▶ _How to complete this task_
The number of lines in the entries below holding the word "sweatshirt" is all that is needed here.

======== Given information ========

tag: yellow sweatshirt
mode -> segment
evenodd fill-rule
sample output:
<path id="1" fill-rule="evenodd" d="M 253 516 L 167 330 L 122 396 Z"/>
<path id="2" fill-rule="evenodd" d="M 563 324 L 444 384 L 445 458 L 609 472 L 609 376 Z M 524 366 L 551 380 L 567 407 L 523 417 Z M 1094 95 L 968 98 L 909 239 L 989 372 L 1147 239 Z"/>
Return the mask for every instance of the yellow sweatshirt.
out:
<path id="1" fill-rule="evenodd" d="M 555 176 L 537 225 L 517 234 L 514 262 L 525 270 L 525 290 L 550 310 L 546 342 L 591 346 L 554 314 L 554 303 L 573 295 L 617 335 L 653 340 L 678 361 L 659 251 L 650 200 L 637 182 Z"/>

========

▶ _Written answer_
2